*Task prompt*
Quote the commentary on health in Scotland below from "In the end, people" to "not make them.".

** BEGIN Reading passage **

And Perth is a wealthy place- or at least in used to be- and the propensity to be overweight relates to poverty in Scotland, so if Perth faces a health crisis, I shudder to think what Niddrie in Edinburgh or Castlemilk in Glasgow must look like. Booze and bad diet- and continued smoking- is killing Scots, but even worse it is making their shortened lives ones of sickness and discomfort. This is not the recipe for a fulfilled life, and it also has profound economic implications.

Scotland is isolated from the centre of the European market, and the infrastructure- both physical and electronic- is not keeping pace with the rest of Europe. Once Perth station was an ultra-modern transport link point, now it is symbolic of decay. The lack of investment -in hotels (all to obvious where I was staying), in roads, rail and high speed broadband- is eroding the competitiveness of the Scottish economy very rapidly. Watching the number of obviously unhealthy people on the streets really makes me fear for the future.

Even if the infrastructure gaps could be filled, is there anything for investors to come to Scotland for? What happened to turn the thrifty, hard working, thrawn Scots into an open air coronary care unit? The independentistas say that it is because of the "dependency" that the lack of independence has created in the minds of modern Scots, but looking at the blimp-like form of the First Minister, that has got to be garbage. Yet there may be something in the idea of a lack of control or sense of responsibility in ones own life. It is hard not to look at the morbidly obese and wonder what made them that way- and it is a question of mind as much as of body. If mens sana in corpore sano -a healthy mind in a healthy body- has any truth in it, then Scotland is very sick indeed. If the physical health of its citizens is any guide, then the political and moral health of the country must be crumbling too. Certainly the fall of Stephen Purcell, the moon faced leader of Glasgow Council, as the result -we are told- of a some kind of breakdown might not have happened had be been physically healthy.

As I boarded the flight from Copenhagen to Tallinn last night, I was once again above the average BMI of the passengers on the plane; I resolve to continue my Lent diet. I am quite shaken by what I see at home. Reading in a newspaper I hear of a man in Essex who was over 440Kg and needed to be rescued from his house by the fire brigade when he was taken ill. So it is obviously not just Scotland where this sickness is taking place- even if it seemed more obvious in a smaller town like Perth. Nevertheless, seeing women who were probably once very attractive but who are now drowning in lard is horrible.

In the end, people have to decide for themselves and make their own lifestyle choices- and in the USA, obesity is now falling as a result. Scotland, though, does not seem to be turning away from the health catastrophe that we face. In the end it is a matter for the individual, since politicians can only promote and campaign for healthy individual choices- not make them.

In the final analysis, it is up to the individual to make the right personal choices for themselves: and that is the root of all morality and most politics. Perhaps the root of the obesity crisis is that people are not taking responsibility for their own decisions about their health. That does have moral implications, and it profoundly changes politics too.

Personally I think Liberals should talk about personal responsibility more often, it is after all the corollary of the greater personal freedom of choice that we believe is necessary in our society. Freedom without responsibility certainly seems the recipe for an uncomfortable, sick and short life.

** END Reading passage **
** BEGIN Record extracts **

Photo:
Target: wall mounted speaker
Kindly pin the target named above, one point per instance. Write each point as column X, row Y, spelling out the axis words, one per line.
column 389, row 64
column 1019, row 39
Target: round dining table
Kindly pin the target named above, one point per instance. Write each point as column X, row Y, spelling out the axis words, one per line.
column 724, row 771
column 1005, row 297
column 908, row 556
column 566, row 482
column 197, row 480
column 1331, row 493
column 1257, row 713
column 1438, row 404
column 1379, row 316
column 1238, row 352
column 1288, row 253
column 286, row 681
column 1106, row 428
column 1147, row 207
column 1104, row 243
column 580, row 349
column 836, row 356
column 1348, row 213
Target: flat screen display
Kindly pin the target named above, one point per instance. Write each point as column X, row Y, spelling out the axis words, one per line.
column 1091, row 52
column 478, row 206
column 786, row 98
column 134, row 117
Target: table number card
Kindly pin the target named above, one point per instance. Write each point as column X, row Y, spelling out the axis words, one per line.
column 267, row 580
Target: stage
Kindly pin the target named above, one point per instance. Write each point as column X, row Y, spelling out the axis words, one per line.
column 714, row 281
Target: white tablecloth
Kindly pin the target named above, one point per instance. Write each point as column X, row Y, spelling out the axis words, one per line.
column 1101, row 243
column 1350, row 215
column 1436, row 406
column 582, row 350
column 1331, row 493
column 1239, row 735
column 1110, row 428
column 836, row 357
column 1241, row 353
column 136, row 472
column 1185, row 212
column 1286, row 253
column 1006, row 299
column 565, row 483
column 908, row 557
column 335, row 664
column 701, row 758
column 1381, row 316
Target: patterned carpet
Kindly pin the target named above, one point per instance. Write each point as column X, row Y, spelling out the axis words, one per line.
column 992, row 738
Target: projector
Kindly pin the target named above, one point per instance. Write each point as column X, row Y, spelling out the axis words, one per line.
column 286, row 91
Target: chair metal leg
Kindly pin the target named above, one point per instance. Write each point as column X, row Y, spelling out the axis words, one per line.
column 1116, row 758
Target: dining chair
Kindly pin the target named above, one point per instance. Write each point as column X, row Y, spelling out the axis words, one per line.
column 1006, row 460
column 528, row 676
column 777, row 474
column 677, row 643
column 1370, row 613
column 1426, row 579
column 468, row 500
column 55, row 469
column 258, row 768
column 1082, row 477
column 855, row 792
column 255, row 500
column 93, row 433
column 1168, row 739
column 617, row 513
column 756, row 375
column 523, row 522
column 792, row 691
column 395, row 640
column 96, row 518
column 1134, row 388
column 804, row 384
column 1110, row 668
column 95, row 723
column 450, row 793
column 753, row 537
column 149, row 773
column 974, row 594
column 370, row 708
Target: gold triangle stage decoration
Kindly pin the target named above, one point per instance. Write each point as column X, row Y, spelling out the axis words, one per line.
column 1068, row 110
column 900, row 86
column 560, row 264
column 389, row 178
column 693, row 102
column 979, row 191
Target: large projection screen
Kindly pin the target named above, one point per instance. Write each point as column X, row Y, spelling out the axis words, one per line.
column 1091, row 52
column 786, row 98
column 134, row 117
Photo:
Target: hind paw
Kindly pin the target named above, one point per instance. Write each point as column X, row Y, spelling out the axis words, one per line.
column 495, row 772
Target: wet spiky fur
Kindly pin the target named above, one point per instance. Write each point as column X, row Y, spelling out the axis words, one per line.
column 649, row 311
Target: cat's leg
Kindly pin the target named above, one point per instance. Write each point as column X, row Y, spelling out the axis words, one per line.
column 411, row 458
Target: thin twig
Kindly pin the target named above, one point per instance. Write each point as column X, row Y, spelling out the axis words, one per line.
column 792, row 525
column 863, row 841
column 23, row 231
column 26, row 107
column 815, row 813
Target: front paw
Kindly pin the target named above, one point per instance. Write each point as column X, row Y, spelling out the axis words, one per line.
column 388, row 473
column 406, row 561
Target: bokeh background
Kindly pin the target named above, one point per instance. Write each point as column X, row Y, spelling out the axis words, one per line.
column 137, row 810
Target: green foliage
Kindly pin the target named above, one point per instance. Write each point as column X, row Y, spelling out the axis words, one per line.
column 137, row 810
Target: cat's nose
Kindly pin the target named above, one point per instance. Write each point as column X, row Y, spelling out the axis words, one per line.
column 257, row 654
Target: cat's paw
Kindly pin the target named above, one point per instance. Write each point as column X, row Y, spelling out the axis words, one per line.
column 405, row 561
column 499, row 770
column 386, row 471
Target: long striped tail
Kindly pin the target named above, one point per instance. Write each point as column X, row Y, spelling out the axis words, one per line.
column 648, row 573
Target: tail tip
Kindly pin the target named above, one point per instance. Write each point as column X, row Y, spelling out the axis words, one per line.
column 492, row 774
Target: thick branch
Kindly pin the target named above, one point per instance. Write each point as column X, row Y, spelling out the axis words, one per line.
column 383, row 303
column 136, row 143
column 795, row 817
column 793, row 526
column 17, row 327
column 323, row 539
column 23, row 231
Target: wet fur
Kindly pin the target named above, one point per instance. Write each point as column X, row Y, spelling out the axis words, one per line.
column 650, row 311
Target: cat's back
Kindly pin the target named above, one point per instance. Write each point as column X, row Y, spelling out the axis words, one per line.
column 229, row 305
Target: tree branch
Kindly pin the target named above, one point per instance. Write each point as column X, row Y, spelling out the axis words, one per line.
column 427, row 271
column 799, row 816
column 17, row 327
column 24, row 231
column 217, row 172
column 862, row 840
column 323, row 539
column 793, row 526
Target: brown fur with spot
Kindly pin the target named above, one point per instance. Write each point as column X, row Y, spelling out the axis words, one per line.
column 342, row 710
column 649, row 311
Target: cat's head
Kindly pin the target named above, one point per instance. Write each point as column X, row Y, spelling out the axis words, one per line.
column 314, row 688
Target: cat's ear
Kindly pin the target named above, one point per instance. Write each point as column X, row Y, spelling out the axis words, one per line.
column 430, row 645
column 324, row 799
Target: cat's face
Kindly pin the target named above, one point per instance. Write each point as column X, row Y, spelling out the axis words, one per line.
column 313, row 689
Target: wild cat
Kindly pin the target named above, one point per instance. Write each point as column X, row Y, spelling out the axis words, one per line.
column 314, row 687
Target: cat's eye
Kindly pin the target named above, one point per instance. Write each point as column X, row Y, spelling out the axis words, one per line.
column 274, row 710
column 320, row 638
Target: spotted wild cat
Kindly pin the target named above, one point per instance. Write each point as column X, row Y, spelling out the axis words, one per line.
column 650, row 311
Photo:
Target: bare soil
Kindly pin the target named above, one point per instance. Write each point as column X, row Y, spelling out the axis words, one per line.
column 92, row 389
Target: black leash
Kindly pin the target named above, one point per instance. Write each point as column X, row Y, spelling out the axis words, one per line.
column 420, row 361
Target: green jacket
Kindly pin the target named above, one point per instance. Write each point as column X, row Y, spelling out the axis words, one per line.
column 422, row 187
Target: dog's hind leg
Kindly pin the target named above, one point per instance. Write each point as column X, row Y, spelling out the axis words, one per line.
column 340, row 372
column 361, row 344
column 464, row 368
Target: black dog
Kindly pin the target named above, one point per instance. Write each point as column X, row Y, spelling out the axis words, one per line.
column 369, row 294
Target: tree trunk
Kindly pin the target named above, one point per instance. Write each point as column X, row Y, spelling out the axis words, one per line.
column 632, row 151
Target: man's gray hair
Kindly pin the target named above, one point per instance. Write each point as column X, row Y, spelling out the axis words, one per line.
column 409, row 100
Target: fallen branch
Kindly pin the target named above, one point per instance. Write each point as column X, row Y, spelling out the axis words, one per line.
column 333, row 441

** END Record extracts **

*Correct result*
In the end, people have to decide for themselves and make their own lifestyle choices- and in the USA, obesity is now falling as a result. Scotland, though, does not seem to be turning away from the health catastrophe that we face. In the end it is a matter for the individual, since politicians can only promote and campaign for healthy individual choices- not make them.